** Passage for review follows **

5 big ideas from Singapore FinTech Festival

Deputy Prime Minister Heng Swee Keat speaking in a pre-recorded speech at the Singapore FinTech Festival and Singapore Week of Innovation and Technology on Dec 7, 2020. ST PHOTO: KEVIN LIM

SINGAPORE - Over 60,000 participants from 130 countries attended the Singapore FinTech Festival and Singapore Week of Innovation and Technology that ended on Friday (Dec 11).

The five-day hybrid event, Singapore's flagship fintech and innovation convention, featured online sessions by leaders and executives from Singapore and overseas.

Here are five big ideas and solutions that came up during the week.

1. Making insurance claims processing more efficient

Singapore is building a technology platform to enable more efficient health insurance claims processing by securely sharing data, with patients' consent.

The aim is to reduce duplicate claims, manual errors and processing time, said Monetary Authority of Singapore (MAS) managing director Ravi Menon on Tuesday.

"Today, an individual being hospitalised may face uncertainty over his claimable insurance amount. Hospitals have to access multiple systems to request or provide information to different insurers, and some of these processes are still paper-based," he said.

MAS, the Ministry of Health and the Integrated Health Information Systems are working with industry partners to build the platform, which will be piloted next year.

2. Ramping up green finance to meet environmental goals

China, the world's largest carbon dioxide emitter, will improve its green finance standards to speed up its journey towards reducing its carbon footprint.

People's Bank of China (PBOC) governor Yi Gang on Wednesday outlined the central bank's new priorities to raise its standards in green finance, that is, funding of projects with environmental benefits.

China's outstanding green loans topped 11 trillion yuan (S$2.3 trillion) as at June, and its stock of green bonds totalled 1.2 trillion yuan.

Mr Yi said the PBOC will consider introducing mandatory requirements for financial institutions to disclose environment-related information, and enhance capacity to analyse and manage environmental and climate risk.

It will also provide easier access for international investors to China's green finance market, and continue to harness fintech to promote green finance.

The country aims to achieve carbon neutrality, or net-zero emissions, by 2060.

3. Using innovation to widen financial inclusion

Financial inclusion is becoming more important not just in developing countries, but also in developed markets, where small and medium-sized enterprises might not have the same amount of access to credit as large businesses.

This was one of the points raised on Thursday by a panel that included B Capital co-founder and managing partner Eduardo Saverin; Flourish Ventures managing partner Tilman Ehrbeck; and software firm Moxtra's co-founder and chief executive, Mr Subrah Iyar.

Mr Saverin said: "What would be best, everywhere, is for existing institutions to also embrace an agile-first, tech-enabled innovation philosophy, putting customers in the middle of what they do."

This includes digitalisation to lower costs and enable them to lend more broadly, and new ways of assessing credit, he added.

Dr Ehrbeck said: "Ultimately, people need to be better off because of innovations. We don't believe there is a conflict between purpose and profit. If you do right by your customers, be it consumers or small businesses, the economics will take care of themselves."

4. Institutional adoption of cryptocurrency

Dutch bank ING said tests of its digital assets infrastructure Pyctor are well under way, reported cryptocurrency news site CoinDesk.

ING blockchain lead Herve Francois said that Pyctor has conducted two pilots - in secure custody and asset transfer decentralised operations; and token issuance and management operations.

ING is collaborating with other financial institutions such as BNP Paribas Securities Services and Citibank on this technology.

5. Tech firms need to earn users' trust

Trust in technology has to be "earned, not claimed", even as pandemic-induced disruptions may accelerate tech adoption in financial services, said Microsoft chief executive Satya Nadella on Monday.

He told Standard Chartered's group chief executive, Mr Bill Winters, in a fireside chat that Microsoft looks at four core principles to build trust among users: privacy, cyber security, artificial intelligence ethics and Internet safety.

He added that privacy is fast becoming a human right, and companies like Microsoft will need to embed privacy into their engineering process and practice.

** End of Passage for review **
** Entries provided follows **

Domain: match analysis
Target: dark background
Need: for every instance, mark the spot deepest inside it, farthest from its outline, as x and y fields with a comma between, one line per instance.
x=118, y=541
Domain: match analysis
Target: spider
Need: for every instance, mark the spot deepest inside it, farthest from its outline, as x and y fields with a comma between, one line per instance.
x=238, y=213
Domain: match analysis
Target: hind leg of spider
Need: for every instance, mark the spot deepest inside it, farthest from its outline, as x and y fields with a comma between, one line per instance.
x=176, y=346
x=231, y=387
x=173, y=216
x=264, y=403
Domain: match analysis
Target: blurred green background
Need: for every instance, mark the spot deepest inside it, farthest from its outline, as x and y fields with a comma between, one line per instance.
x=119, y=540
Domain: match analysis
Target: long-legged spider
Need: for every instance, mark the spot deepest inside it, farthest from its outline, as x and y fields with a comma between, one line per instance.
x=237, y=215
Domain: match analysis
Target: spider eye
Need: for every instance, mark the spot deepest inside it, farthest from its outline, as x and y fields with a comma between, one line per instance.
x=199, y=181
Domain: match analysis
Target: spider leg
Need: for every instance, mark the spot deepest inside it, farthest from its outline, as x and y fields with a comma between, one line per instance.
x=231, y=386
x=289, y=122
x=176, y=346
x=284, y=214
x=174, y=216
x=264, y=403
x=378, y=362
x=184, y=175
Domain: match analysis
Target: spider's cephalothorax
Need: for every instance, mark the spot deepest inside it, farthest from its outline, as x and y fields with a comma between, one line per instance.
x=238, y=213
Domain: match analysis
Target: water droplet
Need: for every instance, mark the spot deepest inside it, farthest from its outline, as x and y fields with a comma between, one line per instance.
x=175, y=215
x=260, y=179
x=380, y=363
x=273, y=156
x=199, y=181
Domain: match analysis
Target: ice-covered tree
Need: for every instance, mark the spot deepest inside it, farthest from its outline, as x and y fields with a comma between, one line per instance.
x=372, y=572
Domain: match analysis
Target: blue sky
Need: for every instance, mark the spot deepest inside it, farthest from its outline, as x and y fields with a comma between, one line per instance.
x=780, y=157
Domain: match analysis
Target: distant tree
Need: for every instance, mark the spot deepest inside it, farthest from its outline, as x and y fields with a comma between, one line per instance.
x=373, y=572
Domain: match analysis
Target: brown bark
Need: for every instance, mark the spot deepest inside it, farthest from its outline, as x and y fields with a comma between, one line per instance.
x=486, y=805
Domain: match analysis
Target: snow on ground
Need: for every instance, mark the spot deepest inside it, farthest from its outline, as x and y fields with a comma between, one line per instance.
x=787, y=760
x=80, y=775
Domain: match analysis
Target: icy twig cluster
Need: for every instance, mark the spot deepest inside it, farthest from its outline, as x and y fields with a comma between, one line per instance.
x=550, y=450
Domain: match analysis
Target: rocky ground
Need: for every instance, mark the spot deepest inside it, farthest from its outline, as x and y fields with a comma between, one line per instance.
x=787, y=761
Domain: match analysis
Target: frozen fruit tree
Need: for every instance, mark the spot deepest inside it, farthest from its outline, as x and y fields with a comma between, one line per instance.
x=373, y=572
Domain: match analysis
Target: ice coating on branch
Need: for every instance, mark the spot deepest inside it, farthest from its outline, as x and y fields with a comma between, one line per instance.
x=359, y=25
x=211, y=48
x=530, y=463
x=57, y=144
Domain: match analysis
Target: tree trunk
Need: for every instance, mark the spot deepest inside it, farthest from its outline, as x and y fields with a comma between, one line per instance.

** End of Entries provided **

Copy word for word everything in the festival article from "China, the world's" down to "1.2 trillion yuan.".

§ **Solution**:
China, the world's largest carbon dioxide emitter, will improve its green finance standards to speed up its journey towards reducing its carbon footprint.

People's Bank of China (PBOC) governor Yi Gang on Wednesday outlined the central bank's new priorities to raise its standards in green finance, that is, funding of projects with environmental benefits.

China's outstanding green loans topped 11 trillion yuan (S$2.3 trillion) as at June, and its stock of green bonds totalled 1.2 trillion yuan.